• _SUPPLIED ENTRIES_
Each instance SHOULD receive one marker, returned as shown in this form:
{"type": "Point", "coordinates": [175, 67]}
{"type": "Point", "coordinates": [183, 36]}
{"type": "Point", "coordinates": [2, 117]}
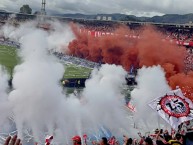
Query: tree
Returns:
{"type": "Point", "coordinates": [25, 9]}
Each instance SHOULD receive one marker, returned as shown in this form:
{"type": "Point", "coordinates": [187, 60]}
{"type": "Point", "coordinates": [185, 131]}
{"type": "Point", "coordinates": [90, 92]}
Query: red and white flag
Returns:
{"type": "Point", "coordinates": [173, 107]}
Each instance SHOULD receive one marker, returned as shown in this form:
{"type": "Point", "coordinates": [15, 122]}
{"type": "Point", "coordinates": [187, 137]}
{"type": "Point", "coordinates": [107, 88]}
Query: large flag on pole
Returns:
{"type": "Point", "coordinates": [173, 107]}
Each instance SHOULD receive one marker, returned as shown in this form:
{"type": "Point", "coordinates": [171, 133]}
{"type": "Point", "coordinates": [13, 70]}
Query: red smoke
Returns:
{"type": "Point", "coordinates": [150, 49]}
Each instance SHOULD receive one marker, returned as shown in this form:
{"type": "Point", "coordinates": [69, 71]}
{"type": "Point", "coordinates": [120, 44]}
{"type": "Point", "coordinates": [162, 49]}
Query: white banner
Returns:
{"type": "Point", "coordinates": [173, 107]}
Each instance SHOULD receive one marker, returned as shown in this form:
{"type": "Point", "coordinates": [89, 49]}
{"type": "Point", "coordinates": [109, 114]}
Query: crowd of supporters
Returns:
{"type": "Point", "coordinates": [157, 137]}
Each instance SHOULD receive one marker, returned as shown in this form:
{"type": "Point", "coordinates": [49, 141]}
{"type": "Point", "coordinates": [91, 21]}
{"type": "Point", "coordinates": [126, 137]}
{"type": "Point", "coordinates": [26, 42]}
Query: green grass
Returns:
{"type": "Point", "coordinates": [9, 58]}
{"type": "Point", "coordinates": [73, 71]}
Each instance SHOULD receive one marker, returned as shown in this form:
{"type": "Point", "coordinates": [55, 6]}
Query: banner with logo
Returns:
{"type": "Point", "coordinates": [173, 107]}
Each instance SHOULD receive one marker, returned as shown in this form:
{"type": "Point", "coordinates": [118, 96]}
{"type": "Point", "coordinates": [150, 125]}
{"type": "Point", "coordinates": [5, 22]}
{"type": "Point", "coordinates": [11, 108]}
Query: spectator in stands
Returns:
{"type": "Point", "coordinates": [148, 141]}
{"type": "Point", "coordinates": [12, 141]}
{"type": "Point", "coordinates": [177, 141]}
{"type": "Point", "coordinates": [76, 140]}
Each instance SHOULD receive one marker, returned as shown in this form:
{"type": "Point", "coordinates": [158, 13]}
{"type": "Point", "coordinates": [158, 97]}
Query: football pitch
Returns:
{"type": "Point", "coordinates": [9, 58]}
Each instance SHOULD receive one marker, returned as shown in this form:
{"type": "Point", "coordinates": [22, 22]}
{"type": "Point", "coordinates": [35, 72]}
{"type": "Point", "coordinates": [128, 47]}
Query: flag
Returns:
{"type": "Point", "coordinates": [173, 107]}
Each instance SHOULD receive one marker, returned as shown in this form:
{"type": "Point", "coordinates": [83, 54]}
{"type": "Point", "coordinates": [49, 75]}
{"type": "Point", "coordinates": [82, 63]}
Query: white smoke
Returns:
{"type": "Point", "coordinates": [36, 93]}
{"type": "Point", "coordinates": [151, 84]}
{"type": "Point", "coordinates": [5, 108]}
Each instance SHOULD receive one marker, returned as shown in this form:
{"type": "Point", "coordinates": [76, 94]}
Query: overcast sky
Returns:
{"type": "Point", "coordinates": [134, 7]}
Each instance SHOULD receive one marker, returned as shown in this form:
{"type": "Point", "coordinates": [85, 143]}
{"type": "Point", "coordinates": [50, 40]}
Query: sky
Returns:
{"type": "Point", "coordinates": [133, 7]}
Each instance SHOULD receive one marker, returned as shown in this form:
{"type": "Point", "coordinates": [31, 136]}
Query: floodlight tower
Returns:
{"type": "Point", "coordinates": [43, 9]}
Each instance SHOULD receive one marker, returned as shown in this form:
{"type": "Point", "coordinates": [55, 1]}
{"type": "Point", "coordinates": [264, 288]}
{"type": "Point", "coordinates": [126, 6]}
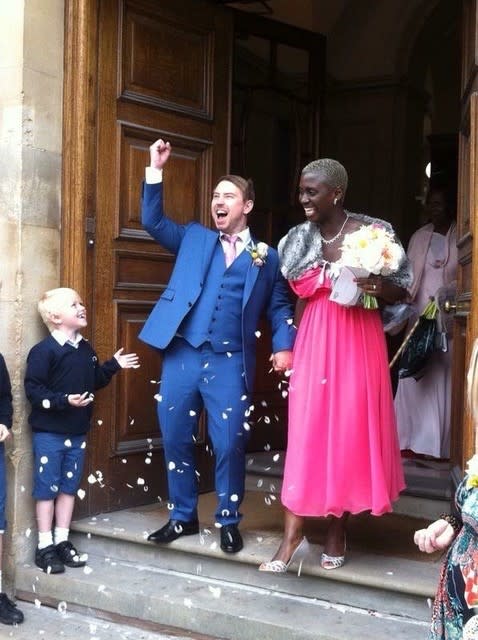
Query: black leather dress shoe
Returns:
{"type": "Point", "coordinates": [231, 539]}
{"type": "Point", "coordinates": [173, 530]}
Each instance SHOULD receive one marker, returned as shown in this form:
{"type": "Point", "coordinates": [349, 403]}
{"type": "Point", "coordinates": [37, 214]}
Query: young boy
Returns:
{"type": "Point", "coordinates": [62, 373]}
{"type": "Point", "coordinates": [9, 614]}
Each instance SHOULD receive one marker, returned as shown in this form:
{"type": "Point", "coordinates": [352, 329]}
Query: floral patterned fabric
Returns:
{"type": "Point", "coordinates": [459, 572]}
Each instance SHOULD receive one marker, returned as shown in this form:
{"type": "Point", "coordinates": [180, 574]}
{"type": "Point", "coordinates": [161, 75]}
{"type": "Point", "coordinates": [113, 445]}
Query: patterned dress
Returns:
{"type": "Point", "coordinates": [459, 572]}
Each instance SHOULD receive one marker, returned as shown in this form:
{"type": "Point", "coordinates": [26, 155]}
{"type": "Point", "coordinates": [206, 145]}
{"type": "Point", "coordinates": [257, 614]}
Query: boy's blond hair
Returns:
{"type": "Point", "coordinates": [52, 302]}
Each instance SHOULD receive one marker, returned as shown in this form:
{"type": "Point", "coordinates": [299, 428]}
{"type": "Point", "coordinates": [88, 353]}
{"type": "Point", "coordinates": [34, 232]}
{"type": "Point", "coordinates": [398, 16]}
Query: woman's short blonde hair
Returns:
{"type": "Point", "coordinates": [54, 301]}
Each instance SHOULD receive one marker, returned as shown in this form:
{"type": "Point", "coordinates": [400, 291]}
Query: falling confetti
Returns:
{"type": "Point", "coordinates": [62, 607]}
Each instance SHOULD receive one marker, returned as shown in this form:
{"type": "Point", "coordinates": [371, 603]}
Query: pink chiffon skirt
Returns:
{"type": "Point", "coordinates": [342, 453]}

• _WHAT YOU WILL DO_
Each line above is to be copied verbatim. Drop any image from the copy.

• _THE ANSWER_
Each instance SHOULD receive one marker, returned as shown in this form:
{"type": "Point", "coordinates": [175, 67]}
{"type": "Point", "coordinates": [183, 36]}
{"type": "Point", "coordinates": [2, 117]}
Query: tree
Returns:
{"type": "Point", "coordinates": [25, 9]}
Each instance SHOULD receive one marker, returned as shown in this form:
{"type": "Point", "coordinates": [187, 60]}
{"type": "Point", "coordinates": [185, 131]}
{"type": "Point", "coordinates": [90, 92]}
Query: red and white flag
Returns:
{"type": "Point", "coordinates": [173, 107]}
Each instance SHOULD receive one marker, returned as shown in this form:
{"type": "Point", "coordinates": [15, 122]}
{"type": "Point", "coordinates": [187, 137]}
{"type": "Point", "coordinates": [107, 88]}
Query: large flag on pole
Returns:
{"type": "Point", "coordinates": [173, 107]}
Each instance SHOULD receive one marker, returned as shown in this form:
{"type": "Point", "coordinates": [171, 133]}
{"type": "Point", "coordinates": [13, 70]}
Query: red smoke
Returns:
{"type": "Point", "coordinates": [150, 49]}
Each instance SHOULD receive one marker, returned as shown in this form:
{"type": "Point", "coordinates": [69, 71]}
{"type": "Point", "coordinates": [120, 44]}
{"type": "Point", "coordinates": [162, 49]}
Query: white banner
Returns:
{"type": "Point", "coordinates": [173, 107]}
Each instance SHOULD receive one marker, returned as shown in this form:
{"type": "Point", "coordinates": [89, 49]}
{"type": "Point", "coordinates": [109, 114]}
Query: crowd of supporters
Returns:
{"type": "Point", "coordinates": [157, 137]}
Each instance SHOULD receive one marker, returned as shown in this form:
{"type": "Point", "coordinates": [49, 141]}
{"type": "Point", "coordinates": [91, 21]}
{"type": "Point", "coordinates": [126, 137]}
{"type": "Point", "coordinates": [26, 42]}
Query: green grass
Returns:
{"type": "Point", "coordinates": [9, 58]}
{"type": "Point", "coordinates": [73, 71]}
Each instance SHOULD receive one marker, returned as shown in this form:
{"type": "Point", "coordinates": [55, 6]}
Query: banner with logo
Returns:
{"type": "Point", "coordinates": [173, 107]}
Each instance SHOULD receive one marker, returned as shown in this form:
{"type": "Point", "coordinates": [118, 96]}
{"type": "Point", "coordinates": [150, 125]}
{"type": "Point", "coordinates": [5, 22]}
{"type": "Point", "coordinates": [11, 108]}
Query: spectator in stands
Returns:
{"type": "Point", "coordinates": [148, 141]}
{"type": "Point", "coordinates": [12, 141]}
{"type": "Point", "coordinates": [177, 141]}
{"type": "Point", "coordinates": [76, 140]}
Each instance SHOULD receive one marker, returned as shown in this form:
{"type": "Point", "coordinates": [158, 13]}
{"type": "Point", "coordinates": [158, 97]}
Query: football pitch
Returns:
{"type": "Point", "coordinates": [9, 58]}
Each instance SHOULD receive one marker, returned as shown in this form:
{"type": "Point", "coordinates": [22, 22]}
{"type": "Point", "coordinates": [35, 72]}
{"type": "Point", "coordinates": [128, 47]}
Query: flag
Returns:
{"type": "Point", "coordinates": [173, 107]}
Each instance SHOULD receive one marker, returned as shown in this form:
{"type": "Point", "coordinates": [83, 54]}
{"type": "Point", "coordinates": [49, 75]}
{"type": "Point", "coordinates": [82, 63]}
Query: white smoke
Returns:
{"type": "Point", "coordinates": [36, 93]}
{"type": "Point", "coordinates": [151, 84]}
{"type": "Point", "coordinates": [5, 108]}
Each instance SHOULD receive one marker, returned as shown in this form:
{"type": "Point", "coordinates": [76, 94]}
Query: overcast sky
Returns:
{"type": "Point", "coordinates": [134, 7]}
Each instance SHOULD receive one marker, returned as shown in this form:
{"type": "Point", "coordinates": [85, 143]}
{"type": "Point", "coordinates": [50, 40]}
Query: sky
Returns:
{"type": "Point", "coordinates": [133, 7]}
Each instance SHOULD receive one marker, returned as shown in this form:
{"type": "Point", "coordinates": [31, 136]}
Query: floodlight tower
Returns:
{"type": "Point", "coordinates": [43, 9]}
Each instance SHOULD receive one marker, returned as shown in this form:
{"type": "Point", "coordinates": [55, 1]}
{"type": "Point", "coordinates": [264, 288]}
{"type": "Point", "coordinates": [126, 6]}
Query: black leather dress shoe
Returns:
{"type": "Point", "coordinates": [231, 539]}
{"type": "Point", "coordinates": [173, 530]}
Each instance SHOULD receive one marker, returned as shown in this form:
{"type": "Point", "coordinates": [349, 403]}
{"type": "Point", "coordinates": [37, 214]}
Query: young boy
Returns:
{"type": "Point", "coordinates": [62, 373]}
{"type": "Point", "coordinates": [9, 614]}
Each instance SHOULD receive one marker, returned as shown in this form:
{"type": "Point", "coordinates": [352, 329]}
Query: floral patterned fabric
Returns:
{"type": "Point", "coordinates": [459, 572]}
Each instance SHOULD receive one marker, returned as shown in this form:
{"type": "Point", "coordinates": [180, 574]}
{"type": "Point", "coordinates": [161, 75]}
{"type": "Point", "coordinates": [113, 445]}
Query: patterned dress
Returns:
{"type": "Point", "coordinates": [459, 572]}
Each instance SHOULD receive one marker, returned as shown in this form:
{"type": "Point", "coordinates": [26, 155]}
{"type": "Point", "coordinates": [206, 145]}
{"type": "Point", "coordinates": [257, 614]}
Query: boy's blond hair
Returns:
{"type": "Point", "coordinates": [52, 302]}
Each instance SHOULD receive one marker, returned as shown in this form:
{"type": "Point", "coordinates": [299, 428]}
{"type": "Point", "coordinates": [88, 353]}
{"type": "Point", "coordinates": [34, 232]}
{"type": "Point", "coordinates": [398, 16]}
Query: woman's short blonde hair
Returns:
{"type": "Point", "coordinates": [54, 301]}
Each instance SHOULD receive one marker, returned as shown in this form:
{"type": "Point", "coordinates": [400, 291]}
Query: falling confetti
Returns:
{"type": "Point", "coordinates": [62, 607]}
Each instance SHOULD receive one marker, returned as shown in this form:
{"type": "Point", "coordinates": [371, 603]}
Query: pink chiffon skirt
Returns:
{"type": "Point", "coordinates": [342, 453]}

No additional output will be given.